--- Exercise materials Enclosed Below ---
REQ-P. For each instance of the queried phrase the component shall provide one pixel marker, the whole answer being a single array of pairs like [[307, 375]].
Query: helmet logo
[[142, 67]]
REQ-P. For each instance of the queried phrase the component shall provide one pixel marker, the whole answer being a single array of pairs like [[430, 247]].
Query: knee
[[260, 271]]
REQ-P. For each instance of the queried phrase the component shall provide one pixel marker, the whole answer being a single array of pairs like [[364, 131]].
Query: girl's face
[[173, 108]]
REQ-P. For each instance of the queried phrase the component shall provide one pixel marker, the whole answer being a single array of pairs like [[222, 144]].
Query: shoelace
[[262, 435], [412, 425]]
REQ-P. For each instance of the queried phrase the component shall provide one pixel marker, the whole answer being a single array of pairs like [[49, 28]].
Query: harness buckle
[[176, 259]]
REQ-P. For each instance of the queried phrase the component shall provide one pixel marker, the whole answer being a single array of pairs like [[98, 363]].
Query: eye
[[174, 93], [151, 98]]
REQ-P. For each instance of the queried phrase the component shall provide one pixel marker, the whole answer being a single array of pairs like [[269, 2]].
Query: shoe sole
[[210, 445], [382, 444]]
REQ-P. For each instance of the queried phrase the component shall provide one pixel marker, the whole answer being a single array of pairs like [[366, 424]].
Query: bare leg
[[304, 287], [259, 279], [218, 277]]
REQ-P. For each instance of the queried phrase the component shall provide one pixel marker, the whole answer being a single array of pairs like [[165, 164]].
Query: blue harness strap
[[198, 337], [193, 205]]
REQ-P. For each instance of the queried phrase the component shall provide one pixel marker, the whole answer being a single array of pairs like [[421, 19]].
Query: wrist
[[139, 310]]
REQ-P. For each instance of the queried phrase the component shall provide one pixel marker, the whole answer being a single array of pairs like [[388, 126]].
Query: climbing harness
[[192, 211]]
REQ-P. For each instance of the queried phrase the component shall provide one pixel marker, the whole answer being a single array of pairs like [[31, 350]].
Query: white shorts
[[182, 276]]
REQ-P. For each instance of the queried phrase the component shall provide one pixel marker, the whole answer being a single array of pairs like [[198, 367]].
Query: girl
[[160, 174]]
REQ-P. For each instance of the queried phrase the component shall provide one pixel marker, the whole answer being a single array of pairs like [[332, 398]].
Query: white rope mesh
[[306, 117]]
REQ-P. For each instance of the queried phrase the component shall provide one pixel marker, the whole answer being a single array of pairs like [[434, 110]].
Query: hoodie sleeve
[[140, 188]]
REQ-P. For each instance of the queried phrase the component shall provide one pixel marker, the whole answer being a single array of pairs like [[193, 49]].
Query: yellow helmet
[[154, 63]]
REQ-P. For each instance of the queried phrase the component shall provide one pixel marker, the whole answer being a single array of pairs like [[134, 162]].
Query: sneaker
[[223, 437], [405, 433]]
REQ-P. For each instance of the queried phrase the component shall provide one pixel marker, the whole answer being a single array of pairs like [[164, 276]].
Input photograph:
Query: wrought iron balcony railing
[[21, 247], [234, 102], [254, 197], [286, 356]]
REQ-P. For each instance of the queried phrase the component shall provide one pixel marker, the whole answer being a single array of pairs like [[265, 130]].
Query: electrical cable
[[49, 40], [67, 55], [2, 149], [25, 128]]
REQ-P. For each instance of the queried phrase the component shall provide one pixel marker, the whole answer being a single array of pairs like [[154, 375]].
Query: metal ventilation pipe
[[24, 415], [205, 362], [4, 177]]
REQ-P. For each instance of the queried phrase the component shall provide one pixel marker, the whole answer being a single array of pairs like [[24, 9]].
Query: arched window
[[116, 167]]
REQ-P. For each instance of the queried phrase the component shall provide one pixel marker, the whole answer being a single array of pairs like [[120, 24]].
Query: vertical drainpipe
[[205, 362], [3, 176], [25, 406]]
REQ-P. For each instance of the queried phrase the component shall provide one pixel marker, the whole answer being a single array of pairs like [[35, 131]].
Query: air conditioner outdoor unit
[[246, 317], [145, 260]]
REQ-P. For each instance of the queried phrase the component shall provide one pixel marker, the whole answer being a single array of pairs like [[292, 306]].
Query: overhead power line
--- End of Enclosed Exercise materials ---
Task brief:
Reproduce, character for character, only the lines of the preceding data that start at the line with "like [[366, 424]]." and end at the line with "like [[134, 162]].", both included.

Result of the exercise:
REQ-P. For each instance of the queried phrase the component shall provide one pixel marker, the whole answer being a single array of pairs like [[366, 424]].
Query: bare leg
[[304, 287], [259, 279], [218, 277]]
REQ-P. For each instance of the queried phrase the component shall provide one pixel marker, the whole answer being a single array of pairs like [[165, 164]].
Query: blue harness strap
[[198, 337], [193, 205]]
REQ-P. For each instance of the queried phrase the component shall provide one pixel marker, the whole answer being a single array of pairs like [[421, 19]].
Query: wrist
[[139, 310]]
REQ-P. For each instance of the queried phrase the component shall provide one pixel marker, the whole answer being a single array of pairs like [[388, 126]].
Query: climbing harness
[[192, 211]]
REQ-P. For each instance of the queried phrase the component shall provide one pixel marker, the whole answer being a single array of pairs like [[31, 350]].
Query: white shorts
[[182, 276]]
REQ-P. For each instance of the queried phrase the component shall provide one pixel marker, the whole answer being a single array of pairs like [[198, 367]].
Query: girl
[[160, 174]]
REQ-P. For each instance of the queried phrase the component shall provide one pixel marker, the whole answer being a single array of pairs like [[332, 398]].
Query: white rope mesh
[[306, 117]]
REQ-P. For each instance of the queried phrase the component shall provide one pixel marker, the whole answer being a single array of pairs like [[434, 110]].
Query: hoodie sleeve
[[140, 188]]
REQ-P. For each instance of the queried phrase the component shall provide one pixel marker, the whole answer being a single array of pairs like [[193, 49]].
Query: yellow helmet
[[154, 63]]
REQ-P. For each instance of the queried phrase the component shall provide one pixel marker, the whole answer being a single array of pairs like [[134, 162]].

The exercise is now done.